[Stored records]
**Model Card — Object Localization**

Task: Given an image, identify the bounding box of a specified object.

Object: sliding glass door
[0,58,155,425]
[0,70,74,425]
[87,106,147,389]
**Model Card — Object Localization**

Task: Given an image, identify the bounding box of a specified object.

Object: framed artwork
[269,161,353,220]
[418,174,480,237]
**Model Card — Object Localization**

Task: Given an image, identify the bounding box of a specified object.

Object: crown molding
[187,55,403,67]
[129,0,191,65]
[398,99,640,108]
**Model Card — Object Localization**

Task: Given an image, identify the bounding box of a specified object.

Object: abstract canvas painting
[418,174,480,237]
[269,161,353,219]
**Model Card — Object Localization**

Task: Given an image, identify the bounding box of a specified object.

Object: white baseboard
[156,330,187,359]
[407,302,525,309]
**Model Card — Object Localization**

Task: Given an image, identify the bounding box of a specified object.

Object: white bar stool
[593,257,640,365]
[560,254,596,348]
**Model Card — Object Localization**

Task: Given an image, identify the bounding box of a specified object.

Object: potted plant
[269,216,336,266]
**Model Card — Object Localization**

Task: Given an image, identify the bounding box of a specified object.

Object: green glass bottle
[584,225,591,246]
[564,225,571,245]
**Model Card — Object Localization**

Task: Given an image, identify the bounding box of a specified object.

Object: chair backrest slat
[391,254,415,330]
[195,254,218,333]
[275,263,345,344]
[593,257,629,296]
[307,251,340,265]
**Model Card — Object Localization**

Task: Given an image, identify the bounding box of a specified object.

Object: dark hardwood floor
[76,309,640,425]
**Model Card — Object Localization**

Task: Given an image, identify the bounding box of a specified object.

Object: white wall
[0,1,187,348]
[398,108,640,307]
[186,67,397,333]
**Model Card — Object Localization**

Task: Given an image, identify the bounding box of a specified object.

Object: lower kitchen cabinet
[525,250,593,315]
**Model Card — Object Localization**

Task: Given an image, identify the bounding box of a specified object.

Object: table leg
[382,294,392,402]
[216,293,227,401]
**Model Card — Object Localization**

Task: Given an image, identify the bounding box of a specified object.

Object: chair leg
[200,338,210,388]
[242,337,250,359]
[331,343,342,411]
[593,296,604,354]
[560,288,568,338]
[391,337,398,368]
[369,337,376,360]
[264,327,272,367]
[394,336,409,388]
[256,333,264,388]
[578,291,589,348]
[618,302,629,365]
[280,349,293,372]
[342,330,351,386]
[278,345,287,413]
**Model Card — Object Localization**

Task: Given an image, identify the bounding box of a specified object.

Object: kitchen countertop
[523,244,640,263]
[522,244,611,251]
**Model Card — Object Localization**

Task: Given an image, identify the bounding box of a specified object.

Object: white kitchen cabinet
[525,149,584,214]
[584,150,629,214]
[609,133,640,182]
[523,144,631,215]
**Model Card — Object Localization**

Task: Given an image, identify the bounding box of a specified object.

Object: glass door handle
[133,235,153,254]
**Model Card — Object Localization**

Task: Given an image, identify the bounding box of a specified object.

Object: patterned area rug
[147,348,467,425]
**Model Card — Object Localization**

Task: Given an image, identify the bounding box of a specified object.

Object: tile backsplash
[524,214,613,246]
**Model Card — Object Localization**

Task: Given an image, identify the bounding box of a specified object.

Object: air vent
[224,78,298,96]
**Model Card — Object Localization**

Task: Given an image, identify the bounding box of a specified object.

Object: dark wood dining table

[Stated task] Arrange every line of the material above into a numbered list, leaving out the blank lines.

[Response]
1. **Model Card — Object Localization**
2. Task: Given an image, identify the bounding box of a specified object.
3. Object: sliding glass door
4. [0,58,155,425]
5. [0,70,74,425]
6. [87,106,147,389]
7. **Model Card — Object Localization**
8. Task: Given an image, identify the bounding box of a specified object.
9. Object: framed artwork
10. [269,161,353,220]
11. [418,174,480,237]
12. **Model Card — Object Localization**
13. Task: Given an image, identify the bounding box of a specified object.
14. Object: crown molding
15. [187,55,403,67]
16. [129,0,191,65]
17. [398,99,640,108]
18. **Model Card — Object Localization**
19. Task: Given an image, identify the bounding box of a specified object.
20. Object: abstract canvas painting
21. [418,174,480,237]
22. [269,161,353,219]
23. **Model Card — Object Localization**
24. Task: Given an image, identify the bounding box of a specified object.
25. Object: white baseboard
26. [156,330,187,359]
27. [407,302,525,309]
28. **Model Card — Object Localization**
29. Task: Given an image, identify the bounding box of a specified object.
30. Object: white bar stool
31. [593,257,640,365]
32. [560,254,596,348]
33. **Model Card — Object Localization**
34. Task: Given an image, identify the bounding box of a specified object.
35. Object: potted plant
36. [269,216,336,266]
37. **Model Card — Object Localization**
38. Task: Given an image, identify the bounding box of a specified object.
39. Object: green glass bottle
40. [584,225,591,246]
41. [564,225,571,245]
42. **Model Card — Object Localization**
43. Task: Given an image, identify the bounding box of a specified object.
44. Object: chair backrest slat
45. [391,254,415,330]
46. [195,254,218,333]
47. [275,263,345,344]
48. [593,257,629,296]
49. [307,251,340,265]
50. **Model Card — Object Localization**
51. Task: Given an image, identify the bounding box of a specified object.
52. Object: dark hardwood floor
53. [76,309,640,425]
54. **Model Card — Object Localization**
55. Task: Given an image, identify the bounding box of a specified object.
56. Object: white wall
57. [0,1,187,348]
58. [398,108,640,307]
59. [186,67,397,333]
60. **Model Card — Object Localization**
61. Task: Given an image, identify the bounding box of a specified object.
62. Object: lower kitchen cabinet
63. [525,250,593,315]
64. **Model Card — Object Localization**
65. Task: Given an image, identify the bounding box of a specified object.
66. Object: table leg
67. [382,294,392,402]
68. [216,293,227,401]
69. **Model Card — Object Localization**
70. Task: Given an image, identify the bounding box of a specified object.
71. Object: chair leg
72. [200,338,210,388]
73. [242,337,250,359]
74. [331,343,342,411]
75. [593,296,604,354]
76. [560,288,568,338]
77. [391,337,398,368]
78. [369,337,376,360]
79. [264,327,272,367]
80. [394,336,409,388]
81. [256,333,264,388]
82. [578,291,589,348]
83. [618,302,629,365]
84. [280,349,293,372]
85. [342,330,351,386]
86. [278,345,287,413]
87. **Model Card — Object Localization**
88. Task: Given an image, identify the bounding box of a specified object.
89. Object: kitchen countertop
90. [523,244,640,263]
91. [522,244,611,251]
92. **Model Card — Object Localization**
93. Task: Given an image, identify the bounding box of a specified object.
94. Object: white kitchen cabinet
95. [525,149,584,214]
96. [584,150,629,214]
97. [609,133,640,182]
98. [523,144,631,215]
99. **Model Card — Object Localization**
100. Task: Given an image, identify the bounding box of a specified object.
101. Object: glass door handle
102. [133,235,153,254]
103. **Model Card — Object Localization**
104. Task: Given an image, identify the bounding box of a specified object.
105. Object: patterned area rug
106. [147,348,467,425]
107. **Model Card — Object Localization**
108. Task: Given an image, identify the bounding box of a specified object.
109. Object: tile backsplash
110. [524,214,613,246]
111. **Model Card — Object Localization**
112. Task: Given an image, identify the bounding box of a specified object.
113. Object: air vent
114. [224,78,298,96]
115. **Model Card — Object Localization**
116. Task: Given an image, identify the bounding box of a specified object.
117. Object: dark wood dining table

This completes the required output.